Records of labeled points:
'''

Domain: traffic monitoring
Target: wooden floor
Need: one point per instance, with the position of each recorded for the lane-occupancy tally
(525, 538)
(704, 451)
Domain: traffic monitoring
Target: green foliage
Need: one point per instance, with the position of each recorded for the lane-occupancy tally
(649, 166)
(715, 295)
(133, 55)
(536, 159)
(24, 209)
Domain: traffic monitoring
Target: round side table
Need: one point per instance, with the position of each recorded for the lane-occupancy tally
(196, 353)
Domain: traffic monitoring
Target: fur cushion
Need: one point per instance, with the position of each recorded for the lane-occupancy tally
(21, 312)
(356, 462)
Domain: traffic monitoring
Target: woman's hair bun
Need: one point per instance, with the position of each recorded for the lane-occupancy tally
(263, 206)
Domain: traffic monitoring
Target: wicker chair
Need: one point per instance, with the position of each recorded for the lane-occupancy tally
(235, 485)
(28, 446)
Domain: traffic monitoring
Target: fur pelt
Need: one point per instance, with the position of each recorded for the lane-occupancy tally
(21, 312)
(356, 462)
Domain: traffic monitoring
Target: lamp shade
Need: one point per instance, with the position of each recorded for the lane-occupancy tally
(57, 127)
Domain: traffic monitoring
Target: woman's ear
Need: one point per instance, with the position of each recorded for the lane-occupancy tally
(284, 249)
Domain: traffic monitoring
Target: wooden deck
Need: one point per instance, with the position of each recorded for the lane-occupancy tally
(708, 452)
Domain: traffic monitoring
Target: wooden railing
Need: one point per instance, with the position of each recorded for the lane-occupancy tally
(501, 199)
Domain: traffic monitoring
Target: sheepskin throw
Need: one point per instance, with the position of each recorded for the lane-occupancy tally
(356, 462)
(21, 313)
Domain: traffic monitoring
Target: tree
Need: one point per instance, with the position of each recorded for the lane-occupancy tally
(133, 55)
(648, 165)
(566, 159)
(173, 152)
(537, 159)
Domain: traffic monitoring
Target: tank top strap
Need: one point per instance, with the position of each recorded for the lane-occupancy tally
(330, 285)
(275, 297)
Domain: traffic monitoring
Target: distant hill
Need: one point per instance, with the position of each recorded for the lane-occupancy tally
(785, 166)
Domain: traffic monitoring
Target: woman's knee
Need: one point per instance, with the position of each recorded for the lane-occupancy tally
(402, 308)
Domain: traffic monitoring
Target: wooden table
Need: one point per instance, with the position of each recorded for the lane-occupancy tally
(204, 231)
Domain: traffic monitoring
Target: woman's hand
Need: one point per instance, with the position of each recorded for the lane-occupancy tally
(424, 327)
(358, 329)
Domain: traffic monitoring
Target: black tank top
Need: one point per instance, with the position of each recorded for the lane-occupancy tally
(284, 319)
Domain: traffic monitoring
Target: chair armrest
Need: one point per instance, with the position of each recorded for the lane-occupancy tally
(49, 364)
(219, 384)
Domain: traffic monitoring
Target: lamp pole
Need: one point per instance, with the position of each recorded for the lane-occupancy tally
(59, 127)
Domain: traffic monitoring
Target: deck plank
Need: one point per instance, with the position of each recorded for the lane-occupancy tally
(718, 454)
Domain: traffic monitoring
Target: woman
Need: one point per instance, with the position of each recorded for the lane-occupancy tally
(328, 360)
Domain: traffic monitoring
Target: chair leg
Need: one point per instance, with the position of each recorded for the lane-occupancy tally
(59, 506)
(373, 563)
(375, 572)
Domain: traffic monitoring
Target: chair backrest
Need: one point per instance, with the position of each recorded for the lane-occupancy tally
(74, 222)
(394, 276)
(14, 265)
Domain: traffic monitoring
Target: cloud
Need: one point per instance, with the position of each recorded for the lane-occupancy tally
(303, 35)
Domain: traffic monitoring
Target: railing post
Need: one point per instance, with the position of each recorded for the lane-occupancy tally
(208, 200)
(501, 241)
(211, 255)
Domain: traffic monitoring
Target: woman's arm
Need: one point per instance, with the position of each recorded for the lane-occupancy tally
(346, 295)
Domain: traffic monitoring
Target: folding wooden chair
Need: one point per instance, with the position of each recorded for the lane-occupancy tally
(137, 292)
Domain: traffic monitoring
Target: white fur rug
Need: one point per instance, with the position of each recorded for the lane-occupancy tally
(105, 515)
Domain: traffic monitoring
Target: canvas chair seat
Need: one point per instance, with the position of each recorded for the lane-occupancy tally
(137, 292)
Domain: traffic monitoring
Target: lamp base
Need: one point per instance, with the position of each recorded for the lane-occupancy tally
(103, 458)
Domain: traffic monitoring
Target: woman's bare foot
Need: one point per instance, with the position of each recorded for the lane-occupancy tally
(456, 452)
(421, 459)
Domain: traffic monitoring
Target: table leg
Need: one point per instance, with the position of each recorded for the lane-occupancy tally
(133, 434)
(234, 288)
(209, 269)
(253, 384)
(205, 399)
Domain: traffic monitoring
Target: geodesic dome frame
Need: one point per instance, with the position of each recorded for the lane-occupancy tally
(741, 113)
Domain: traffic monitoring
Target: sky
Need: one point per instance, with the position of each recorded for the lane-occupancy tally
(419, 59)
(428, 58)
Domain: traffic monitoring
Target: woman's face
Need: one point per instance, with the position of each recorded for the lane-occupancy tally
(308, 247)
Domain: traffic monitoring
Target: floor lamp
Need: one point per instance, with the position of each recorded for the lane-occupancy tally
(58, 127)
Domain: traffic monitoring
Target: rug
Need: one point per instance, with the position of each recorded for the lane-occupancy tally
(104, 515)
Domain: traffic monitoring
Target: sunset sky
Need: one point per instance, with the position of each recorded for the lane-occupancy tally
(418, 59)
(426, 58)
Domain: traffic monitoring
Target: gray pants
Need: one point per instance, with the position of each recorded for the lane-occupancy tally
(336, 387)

'''

Reproduce all of the data exactly as given.

Domain: traffic monitoring
Target: wooden floor
Need: one point per instance, with the position of each recorded for the lane-occupancy tally
(525, 538)
(704, 451)
Domain: traffic monitoring
Target: green foliage
Need: one point per instance, with the position of each recorded for the lane-occupancy tally
(649, 166)
(715, 295)
(133, 55)
(536, 159)
(24, 209)
Domain: traffic monitoring
Target: round side table
Need: one point per instance, with the position of each recorded for the lane-occupancy tally
(196, 353)
Domain: traffic monitoring
Target: fur cushion
Need: one point per instance, with the position of each recorded for the lane-occupancy tally
(21, 312)
(356, 462)
Domain: traffic monitoring
Target: woman's hair bun
Need: one point per instance, with the position of each recorded for the lane-occupancy tally
(263, 206)
Domain: traffic monitoring
Target: wicker chair
Need: one point per instance, with the position of each recorded for the lane-occupancy tally
(235, 485)
(28, 446)
Domain: traffic monitoring
Target: fur pelt
Need: one point per instance, with the position of each recorded for the lane-occupancy tally
(21, 312)
(356, 462)
Domain: traffic monitoring
Target: lamp shade
Need: one point per instance, with the position of each recorded for the lane-occupancy tally
(57, 127)
Domain: traffic monitoring
Target: woman's ear
Need: one point per instance, with the position of each recorded for the lane-occupancy tally
(284, 249)
Domain: traffic monitoring
Target: wooden deck
Need: one point per instance, with the position of each recorded for the lane-occupancy tally
(708, 452)
Domain: traffic monitoring
Target: wooden railing
Need: one point per instance, with the position of each recorded for the lane-occupancy tally
(501, 199)
Domain: traffic monitoring
Target: sheepskin throw
Need: one point per instance, with the position of each recorded for the lane-occupancy tally
(356, 462)
(21, 313)
Domain: traffic monitoring
Target: tree
Need: one point per instance, with the position of each recorded for the lane-occupancy tally
(133, 55)
(648, 165)
(566, 159)
(173, 152)
(537, 159)
Domain: traffic monitoring
Target: tank top strap
Need: one point per instance, with the position of each recorded for the lane-occupancy tally
(330, 285)
(275, 297)
Domain: traffic monitoring
Target: distant hill
Need: one point per instance, with the position of each recorded for the lane-occupancy tally
(785, 166)
Domain: traffic monitoring
Target: woman's knee
Need: one point per instance, with the position of each recorded for the lane-occupancy tally
(402, 308)
Domain: traffic monitoring
Target: wooden table
Need: one point per instance, with the position of each recorded for the lane-occupancy tally
(204, 231)
Domain: traffic monitoring
Target: woman's hand
Need: one point per instance, with the position of each recorded for the lane-occupancy tally
(424, 327)
(358, 329)
Domain: traffic monitoring
Target: black tank top
Need: one point per instance, with the position of each recorded for the lane-occupancy tally
(284, 319)
Domain: traffic monitoring
Target: chair armrest
Need: one point per instance, with the position of each recorded for the lane-occupancy tally
(49, 364)
(219, 384)
Domain: traffic monitoring
Target: lamp pole
Need: one point per instance, with the position of each recorded for the lane-occupancy tally
(59, 127)
Domain: traffic monitoring
Target: deck plank
Need: one point per instance, with the position of each recorded for the lane-occupancy tally
(718, 454)
Domain: traffic monitoring
Target: woman
Need: one point per instance, with the position of each recorded for the lane-occupancy tally
(328, 360)
Domain: traffic monitoring
Target: chair leg
Need: one point per instance, with the position of each recorded for the lane-occupancy tally
(59, 506)
(373, 563)
(375, 572)
Domain: traffic monitoring
Target: chair backrest
Need: one point per instance, with the position of each recorded for the lane-occupancy tally
(74, 222)
(394, 276)
(14, 265)
Domain: traffic monitoring
Target: cloud
Need: one point per instance, with the position of each recorded for the lane-occupancy tally
(303, 35)
Domain: traffic monitoring
Target: railing post
Need: one point per instance, with the position of each recorded for the lane-occupancy tally
(208, 200)
(501, 241)
(211, 255)
Domain: traffic monitoring
Target: woman's arm
Need: one point per instance, with the position of each recorded for the lane-occupancy tally
(346, 295)
Domain: traffic monitoring
Target: folding wooden chair
Need: one point per instance, with the position of each recorded for the lane-occupancy tally
(137, 292)
Domain: traffic monitoring
Target: white fur rug
Need: one point per instance, with the position of each recorded for the lane-occupancy tally
(105, 515)
Domain: traffic monitoring
Target: canvas chair seat
Need: one point per instance, with the position of each recorded for the lane-occupancy tally
(137, 292)
Domain: traffic monitoring
Target: lamp base
Need: one point per instance, with the position of each recorded for the lane-occupancy tally
(103, 458)
Domain: traffic monitoring
Target: woman's bare foot
Need: one point per instance, with the position of each recorded for the lane-occupancy tally
(456, 452)
(421, 459)
Domain: traffic monitoring
Target: table leg
Need: one point per instance, with the position of each recorded for the lane-occupancy tally
(133, 434)
(234, 288)
(209, 269)
(253, 384)
(205, 399)
Domain: traffic monitoring
Target: geodesic dome frame
Need: one point per instance, with the position of each recorded for the lane-occupancy tally
(741, 113)
Domain: traffic monitoring
Target: sky
Need: one point per instance, with the position of each recorded for the lane-occupancy tally
(419, 59)
(428, 58)
Domain: traffic monitoring
Target: woman's face
Need: one point per instance, with the position of each recorded for the lane-occupancy tally
(308, 247)
Domain: traffic monitoring
Target: floor lamp
Need: one point per instance, with the position of each recorded for the lane-occupancy tally
(58, 127)
Domain: traffic monitoring
Target: rug
Need: one point per instance, with the position of each recorded for the lane-occupancy tally
(104, 515)
Domain: traffic monitoring
Target: sunset sky
Need: one point per instance, with the position of each recorded for the lane-occupancy tally
(418, 59)
(426, 58)
Domain: traffic monitoring
Target: gray pants
Need: one point per instance, with the position of each recorded for the lane-occupancy tally
(336, 387)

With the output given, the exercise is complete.